_Extract provided_

Hysterectomy is the removal of the uterus and perhaps the ovaries and fallopian tubes as well by surgery. Though hysterectomy may be indicated for a number of gynecological conditions, it is something that ought to be approached with caution.
A hysterectomy should only be used as a last resort after all other options have been considered, say experts. It isn’t just that a woman will no longer be able to have children after a hysterectomy; there are other long term negative effects and risks that the surgery carries with it.
Not only do hysterectomies carry with them very significant risks they also increase chances of requiring further surgeries.
Another reason to steer clear of hysterectomies is that they may not even be a complete solution. For instance, in the case of endometriosis, having a hysterectomy is not a guarantee that the problem will not return.
According to some estimates, about 70 to 85% of hysterectomies are not really necessary. It is urged that other than cancerous conditions, hysterectomies be viewed with extreme caution and that all other avenues be explored before opting for surgery. There are other viable alternatives to the surgery:
Management of Symptoms
Depending upon what and how severe the symptoms are, it can be possible to control them using medications and other methods. For pain related to fibroids NSAIDs (non steroidal anti-inflammatory drugs) can be used. For menorrhagia (severe and painful menstrual bleeding) birth control pills or IUD (intrauterine device) can offer a solution.

_Supplied information_
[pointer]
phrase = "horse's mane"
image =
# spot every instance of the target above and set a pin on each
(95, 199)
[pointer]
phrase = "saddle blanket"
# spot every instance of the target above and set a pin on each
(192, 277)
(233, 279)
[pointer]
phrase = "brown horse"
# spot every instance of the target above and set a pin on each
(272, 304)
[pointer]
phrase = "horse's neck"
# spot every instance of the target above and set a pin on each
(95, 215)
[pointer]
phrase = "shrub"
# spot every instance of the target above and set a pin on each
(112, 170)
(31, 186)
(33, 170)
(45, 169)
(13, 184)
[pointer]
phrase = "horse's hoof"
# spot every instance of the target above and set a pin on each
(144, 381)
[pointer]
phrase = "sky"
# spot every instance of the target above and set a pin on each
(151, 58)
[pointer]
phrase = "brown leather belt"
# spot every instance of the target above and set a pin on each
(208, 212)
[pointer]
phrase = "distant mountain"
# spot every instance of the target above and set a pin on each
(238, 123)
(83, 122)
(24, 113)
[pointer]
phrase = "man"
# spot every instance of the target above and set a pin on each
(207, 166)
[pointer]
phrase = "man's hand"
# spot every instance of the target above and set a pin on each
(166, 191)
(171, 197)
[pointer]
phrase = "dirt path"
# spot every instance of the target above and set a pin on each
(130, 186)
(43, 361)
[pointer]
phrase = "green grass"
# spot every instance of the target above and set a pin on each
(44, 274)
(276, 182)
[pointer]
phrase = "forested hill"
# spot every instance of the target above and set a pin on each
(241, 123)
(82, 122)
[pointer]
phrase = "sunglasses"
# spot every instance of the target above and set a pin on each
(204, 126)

_Your instructions_
According to the text on hysterectomy, what can be used for pain related to fibroids? The material above is separate from the text on hysterectomy.

_Reply_
NSAIDs (non steroidal anti-inflammatory drugs).